*EXERCISE AIM*.
List every line in the material below that contains the word "when". Copy each line in full.

── DATA EXCERPTS ──

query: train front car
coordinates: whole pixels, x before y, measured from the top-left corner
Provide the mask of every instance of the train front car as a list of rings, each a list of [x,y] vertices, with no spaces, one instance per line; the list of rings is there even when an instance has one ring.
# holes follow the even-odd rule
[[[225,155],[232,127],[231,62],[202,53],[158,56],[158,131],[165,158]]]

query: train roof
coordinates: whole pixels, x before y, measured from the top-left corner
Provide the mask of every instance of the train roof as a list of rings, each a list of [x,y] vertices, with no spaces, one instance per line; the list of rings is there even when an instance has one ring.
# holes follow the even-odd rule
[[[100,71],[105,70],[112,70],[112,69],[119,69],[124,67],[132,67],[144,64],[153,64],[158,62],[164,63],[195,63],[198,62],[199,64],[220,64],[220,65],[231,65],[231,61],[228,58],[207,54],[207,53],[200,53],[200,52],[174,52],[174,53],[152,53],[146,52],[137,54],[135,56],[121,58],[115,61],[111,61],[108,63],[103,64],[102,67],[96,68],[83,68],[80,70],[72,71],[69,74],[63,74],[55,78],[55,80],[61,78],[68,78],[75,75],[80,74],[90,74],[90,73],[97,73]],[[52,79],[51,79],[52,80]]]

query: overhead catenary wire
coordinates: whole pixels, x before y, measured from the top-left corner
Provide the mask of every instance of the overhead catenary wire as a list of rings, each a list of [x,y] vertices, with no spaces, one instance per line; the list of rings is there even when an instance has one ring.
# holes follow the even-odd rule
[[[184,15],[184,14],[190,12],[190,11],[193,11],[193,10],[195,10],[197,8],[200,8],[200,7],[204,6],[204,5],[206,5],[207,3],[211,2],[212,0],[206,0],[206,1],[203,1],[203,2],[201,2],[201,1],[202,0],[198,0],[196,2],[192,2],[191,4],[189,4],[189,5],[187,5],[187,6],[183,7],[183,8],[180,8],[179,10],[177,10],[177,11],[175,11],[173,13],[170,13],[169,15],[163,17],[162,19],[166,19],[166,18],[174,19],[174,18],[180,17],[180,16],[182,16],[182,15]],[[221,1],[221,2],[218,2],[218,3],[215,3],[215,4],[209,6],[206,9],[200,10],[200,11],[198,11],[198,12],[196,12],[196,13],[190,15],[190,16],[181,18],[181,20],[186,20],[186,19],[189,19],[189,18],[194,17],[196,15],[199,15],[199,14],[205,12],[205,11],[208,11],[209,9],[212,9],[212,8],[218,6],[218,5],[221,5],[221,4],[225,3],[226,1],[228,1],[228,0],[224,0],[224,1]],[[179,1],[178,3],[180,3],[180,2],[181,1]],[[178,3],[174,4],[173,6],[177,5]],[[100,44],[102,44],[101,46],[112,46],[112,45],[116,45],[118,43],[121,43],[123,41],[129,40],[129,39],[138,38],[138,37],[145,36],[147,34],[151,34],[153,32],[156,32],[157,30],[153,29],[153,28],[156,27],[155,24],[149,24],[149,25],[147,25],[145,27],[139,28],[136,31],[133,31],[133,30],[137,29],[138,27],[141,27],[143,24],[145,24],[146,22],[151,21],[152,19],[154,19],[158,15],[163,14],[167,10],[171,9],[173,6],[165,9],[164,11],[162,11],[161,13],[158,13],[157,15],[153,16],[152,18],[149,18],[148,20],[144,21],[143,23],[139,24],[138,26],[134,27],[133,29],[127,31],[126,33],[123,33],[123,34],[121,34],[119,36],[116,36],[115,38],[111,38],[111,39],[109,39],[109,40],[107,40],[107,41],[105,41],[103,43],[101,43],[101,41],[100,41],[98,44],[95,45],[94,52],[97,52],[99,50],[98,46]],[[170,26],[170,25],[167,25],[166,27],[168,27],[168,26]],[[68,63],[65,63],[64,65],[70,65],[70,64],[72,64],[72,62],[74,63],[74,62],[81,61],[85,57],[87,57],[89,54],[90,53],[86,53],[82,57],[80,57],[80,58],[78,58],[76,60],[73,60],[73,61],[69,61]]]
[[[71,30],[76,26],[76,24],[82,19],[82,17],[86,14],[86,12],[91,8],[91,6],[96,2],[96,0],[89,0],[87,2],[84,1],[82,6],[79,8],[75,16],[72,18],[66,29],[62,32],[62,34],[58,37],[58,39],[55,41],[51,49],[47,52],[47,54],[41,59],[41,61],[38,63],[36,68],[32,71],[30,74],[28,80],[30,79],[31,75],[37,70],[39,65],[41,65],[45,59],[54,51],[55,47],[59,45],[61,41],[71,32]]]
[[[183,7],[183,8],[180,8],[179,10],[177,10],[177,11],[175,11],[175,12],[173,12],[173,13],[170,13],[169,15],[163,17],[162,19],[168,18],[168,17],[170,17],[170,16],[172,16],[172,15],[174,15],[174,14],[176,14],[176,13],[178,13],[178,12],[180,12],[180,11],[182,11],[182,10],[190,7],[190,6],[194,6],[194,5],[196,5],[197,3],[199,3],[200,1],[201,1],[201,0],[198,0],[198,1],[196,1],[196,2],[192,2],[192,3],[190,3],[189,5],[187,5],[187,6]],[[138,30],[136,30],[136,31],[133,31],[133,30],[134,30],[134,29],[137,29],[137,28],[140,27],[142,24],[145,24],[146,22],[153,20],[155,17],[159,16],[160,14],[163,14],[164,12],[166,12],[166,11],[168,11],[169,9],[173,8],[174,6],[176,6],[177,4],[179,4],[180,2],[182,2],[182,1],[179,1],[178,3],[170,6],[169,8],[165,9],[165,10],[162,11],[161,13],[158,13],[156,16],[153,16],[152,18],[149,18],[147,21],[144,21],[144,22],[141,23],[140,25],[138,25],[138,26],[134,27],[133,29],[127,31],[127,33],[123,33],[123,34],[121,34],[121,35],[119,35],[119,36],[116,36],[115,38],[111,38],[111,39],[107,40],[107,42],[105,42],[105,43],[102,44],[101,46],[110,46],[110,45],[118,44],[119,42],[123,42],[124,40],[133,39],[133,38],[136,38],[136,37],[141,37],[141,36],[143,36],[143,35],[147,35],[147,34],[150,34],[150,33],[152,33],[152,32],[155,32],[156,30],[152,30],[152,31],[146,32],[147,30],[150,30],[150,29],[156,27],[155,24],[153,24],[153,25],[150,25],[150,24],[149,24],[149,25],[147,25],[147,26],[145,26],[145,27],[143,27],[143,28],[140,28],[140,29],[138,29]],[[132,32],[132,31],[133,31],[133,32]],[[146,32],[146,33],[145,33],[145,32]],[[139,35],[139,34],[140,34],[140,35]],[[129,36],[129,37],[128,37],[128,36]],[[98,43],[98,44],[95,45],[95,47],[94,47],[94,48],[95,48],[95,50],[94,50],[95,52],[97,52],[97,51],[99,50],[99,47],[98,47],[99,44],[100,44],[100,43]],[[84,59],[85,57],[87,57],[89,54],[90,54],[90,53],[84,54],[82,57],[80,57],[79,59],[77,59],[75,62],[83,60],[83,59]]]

───

*SOLVED PROBLEM*.
Provide the mask of every instance of the train front car as a list of rings, each a list of [x,y] vertices, with no spaces, one instance per line; the list of rings is there even when an instance has one ring.
Provide the mask of every instance of the train roof as a list of rings, each a list of [x,y] vertices, with no spaces, one instance per line; the list of rings is there even when an instance has one ring.
Provide the mask of every instance of the overhead catenary wire as a list of rings, each a list of [x,y] vertices, with no spaces, one instance per line; the list of rings is there even when an instance has one ring.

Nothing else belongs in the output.